[TASK TO COMPLETE]
For the listing below, work out how many lines hold the word "gray" and give that number by itself.

[DATASET]
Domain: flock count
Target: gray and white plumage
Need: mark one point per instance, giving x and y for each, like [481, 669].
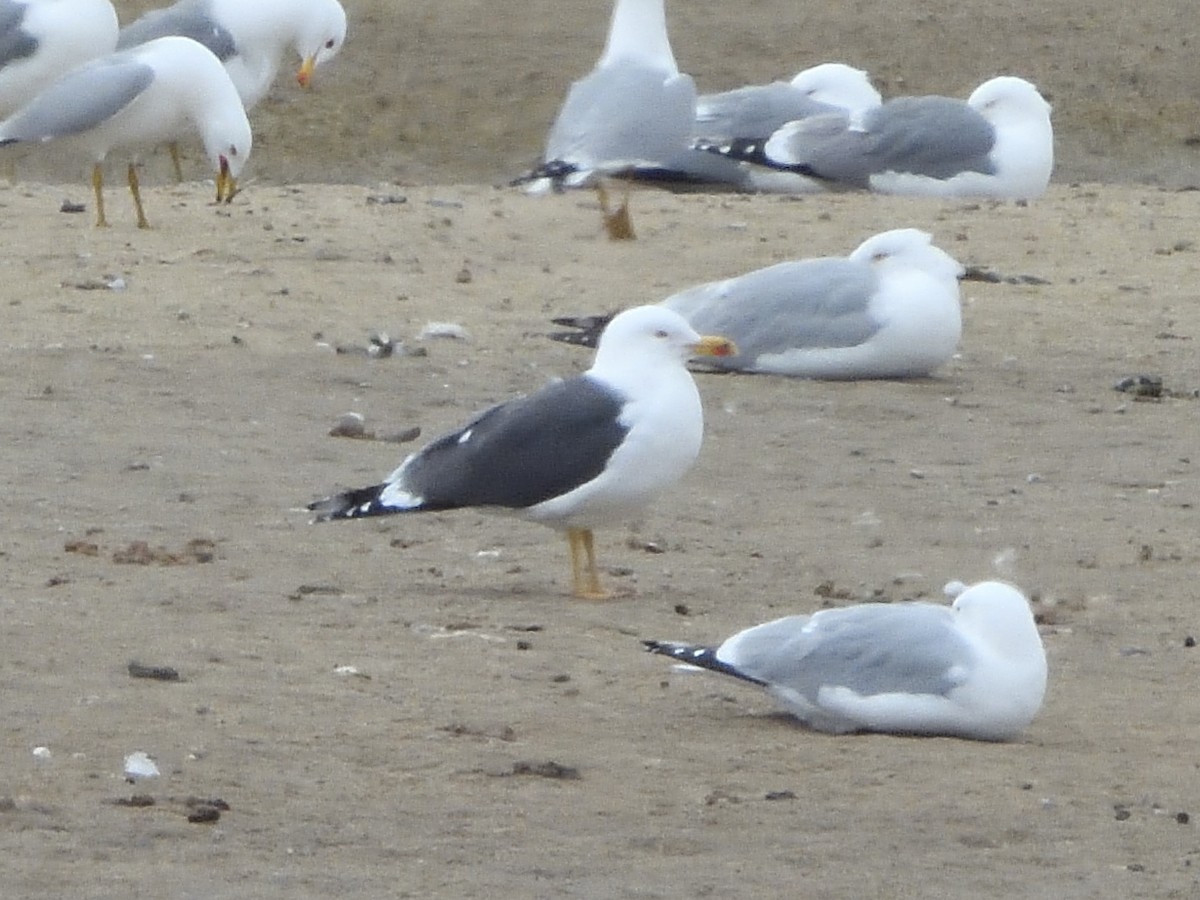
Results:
[999, 143]
[635, 108]
[973, 670]
[889, 310]
[581, 453]
[42, 40]
[754, 113]
[250, 36]
[757, 111]
[135, 100]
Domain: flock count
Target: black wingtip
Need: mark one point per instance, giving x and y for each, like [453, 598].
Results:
[349, 504]
[754, 150]
[741, 149]
[589, 328]
[553, 169]
[699, 657]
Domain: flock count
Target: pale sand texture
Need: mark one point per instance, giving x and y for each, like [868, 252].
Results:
[193, 403]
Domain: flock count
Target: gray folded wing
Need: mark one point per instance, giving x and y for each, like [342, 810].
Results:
[937, 137]
[520, 453]
[623, 115]
[903, 648]
[190, 18]
[79, 100]
[801, 305]
[754, 112]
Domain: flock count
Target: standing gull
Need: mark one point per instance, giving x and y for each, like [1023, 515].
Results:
[579, 454]
[889, 310]
[41, 40]
[634, 109]
[139, 99]
[753, 114]
[999, 143]
[972, 670]
[250, 36]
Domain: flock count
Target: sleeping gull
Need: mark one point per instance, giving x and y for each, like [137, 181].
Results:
[250, 36]
[972, 670]
[999, 143]
[634, 109]
[138, 99]
[581, 453]
[41, 40]
[753, 114]
[757, 111]
[889, 310]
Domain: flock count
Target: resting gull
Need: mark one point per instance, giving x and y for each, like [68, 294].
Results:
[250, 36]
[753, 114]
[889, 310]
[41, 40]
[972, 670]
[999, 143]
[634, 109]
[581, 453]
[139, 99]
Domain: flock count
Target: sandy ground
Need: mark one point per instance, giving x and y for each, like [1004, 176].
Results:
[166, 399]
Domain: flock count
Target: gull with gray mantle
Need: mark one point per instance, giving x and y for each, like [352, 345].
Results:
[634, 109]
[999, 144]
[41, 40]
[972, 670]
[579, 454]
[889, 310]
[136, 100]
[250, 37]
[754, 113]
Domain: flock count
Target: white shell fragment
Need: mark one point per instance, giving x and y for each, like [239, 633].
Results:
[139, 765]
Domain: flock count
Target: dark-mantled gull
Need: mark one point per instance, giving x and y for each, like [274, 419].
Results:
[972, 670]
[999, 143]
[753, 114]
[579, 454]
[889, 310]
[41, 40]
[634, 109]
[139, 99]
[250, 36]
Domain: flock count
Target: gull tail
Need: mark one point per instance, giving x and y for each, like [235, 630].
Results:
[700, 657]
[375, 501]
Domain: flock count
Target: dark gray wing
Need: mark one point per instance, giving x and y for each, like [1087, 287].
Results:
[16, 43]
[190, 18]
[937, 137]
[754, 112]
[811, 304]
[79, 100]
[514, 455]
[875, 648]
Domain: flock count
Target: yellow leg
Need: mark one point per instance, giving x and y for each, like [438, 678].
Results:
[586, 580]
[616, 222]
[173, 149]
[137, 197]
[97, 185]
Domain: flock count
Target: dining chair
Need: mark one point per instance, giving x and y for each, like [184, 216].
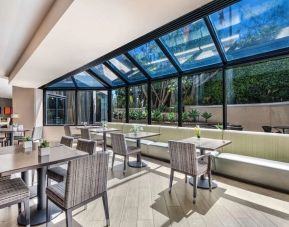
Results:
[184, 159]
[120, 147]
[57, 173]
[67, 131]
[86, 181]
[14, 191]
[86, 134]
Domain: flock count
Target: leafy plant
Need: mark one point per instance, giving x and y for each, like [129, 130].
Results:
[44, 144]
[185, 116]
[157, 115]
[194, 114]
[206, 116]
[27, 138]
[171, 117]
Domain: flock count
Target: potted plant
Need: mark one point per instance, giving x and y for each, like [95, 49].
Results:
[194, 114]
[136, 129]
[44, 148]
[206, 116]
[27, 143]
[197, 132]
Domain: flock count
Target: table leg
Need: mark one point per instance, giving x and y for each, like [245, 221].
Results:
[104, 141]
[38, 213]
[203, 181]
[138, 163]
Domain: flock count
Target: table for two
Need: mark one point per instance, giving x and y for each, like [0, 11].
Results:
[15, 159]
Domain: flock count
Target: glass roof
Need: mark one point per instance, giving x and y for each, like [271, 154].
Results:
[84, 80]
[192, 46]
[252, 27]
[108, 76]
[66, 83]
[153, 60]
[245, 29]
[126, 68]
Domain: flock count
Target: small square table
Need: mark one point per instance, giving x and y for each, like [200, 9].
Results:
[138, 136]
[210, 145]
[15, 159]
[104, 131]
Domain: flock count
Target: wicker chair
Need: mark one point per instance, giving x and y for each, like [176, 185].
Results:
[67, 131]
[14, 191]
[184, 159]
[86, 181]
[120, 147]
[58, 173]
[86, 134]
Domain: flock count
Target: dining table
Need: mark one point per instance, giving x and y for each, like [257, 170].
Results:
[104, 132]
[11, 131]
[206, 145]
[16, 159]
[138, 136]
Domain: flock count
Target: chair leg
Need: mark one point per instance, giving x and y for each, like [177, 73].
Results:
[210, 180]
[195, 188]
[68, 218]
[47, 213]
[27, 211]
[124, 164]
[105, 205]
[112, 162]
[171, 180]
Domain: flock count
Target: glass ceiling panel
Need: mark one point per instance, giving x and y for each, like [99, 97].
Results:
[66, 83]
[108, 76]
[192, 46]
[153, 60]
[84, 80]
[127, 69]
[252, 27]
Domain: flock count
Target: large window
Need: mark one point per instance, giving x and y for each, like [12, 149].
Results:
[92, 106]
[165, 102]
[60, 107]
[138, 104]
[202, 96]
[118, 105]
[258, 95]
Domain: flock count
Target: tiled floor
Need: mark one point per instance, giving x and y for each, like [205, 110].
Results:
[141, 198]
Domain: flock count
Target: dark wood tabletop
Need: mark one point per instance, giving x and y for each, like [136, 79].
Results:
[206, 143]
[101, 129]
[140, 135]
[14, 159]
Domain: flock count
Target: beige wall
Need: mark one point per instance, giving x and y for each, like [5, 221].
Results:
[27, 102]
[251, 116]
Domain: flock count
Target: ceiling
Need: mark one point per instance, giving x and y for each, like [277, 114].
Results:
[89, 29]
[18, 22]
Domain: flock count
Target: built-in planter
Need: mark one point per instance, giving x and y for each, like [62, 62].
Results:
[27, 144]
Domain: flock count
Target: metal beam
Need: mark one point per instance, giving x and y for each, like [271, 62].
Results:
[93, 74]
[112, 68]
[137, 65]
[169, 56]
[215, 39]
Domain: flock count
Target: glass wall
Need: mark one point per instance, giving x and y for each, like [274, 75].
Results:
[92, 106]
[118, 105]
[258, 96]
[165, 102]
[60, 107]
[138, 97]
[202, 96]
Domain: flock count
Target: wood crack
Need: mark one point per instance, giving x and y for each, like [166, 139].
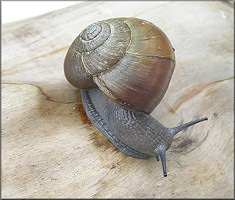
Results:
[44, 94]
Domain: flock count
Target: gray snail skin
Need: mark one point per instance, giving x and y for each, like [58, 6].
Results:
[123, 67]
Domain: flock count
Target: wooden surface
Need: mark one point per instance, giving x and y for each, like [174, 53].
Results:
[51, 150]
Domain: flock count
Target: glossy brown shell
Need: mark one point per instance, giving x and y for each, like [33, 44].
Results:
[129, 59]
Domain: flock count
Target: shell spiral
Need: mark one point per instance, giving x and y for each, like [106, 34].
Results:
[129, 59]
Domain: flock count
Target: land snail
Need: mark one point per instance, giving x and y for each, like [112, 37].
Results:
[123, 67]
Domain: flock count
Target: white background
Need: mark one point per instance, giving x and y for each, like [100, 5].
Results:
[17, 10]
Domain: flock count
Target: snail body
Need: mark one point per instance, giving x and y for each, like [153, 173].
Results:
[123, 67]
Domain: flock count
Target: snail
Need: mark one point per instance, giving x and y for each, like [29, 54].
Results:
[123, 67]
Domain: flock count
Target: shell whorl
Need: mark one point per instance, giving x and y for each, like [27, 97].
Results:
[103, 44]
[130, 60]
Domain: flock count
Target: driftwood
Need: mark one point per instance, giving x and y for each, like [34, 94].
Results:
[51, 150]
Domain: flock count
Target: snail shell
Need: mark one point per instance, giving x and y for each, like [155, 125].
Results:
[130, 60]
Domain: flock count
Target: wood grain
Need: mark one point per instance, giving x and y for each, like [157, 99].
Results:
[51, 150]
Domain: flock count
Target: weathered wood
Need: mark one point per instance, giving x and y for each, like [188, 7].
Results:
[51, 150]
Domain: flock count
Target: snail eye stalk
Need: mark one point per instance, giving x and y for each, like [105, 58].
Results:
[161, 151]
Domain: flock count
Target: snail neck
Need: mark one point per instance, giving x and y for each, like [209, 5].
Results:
[177, 129]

[SOLUTION FOR THIS PROBLEM]
5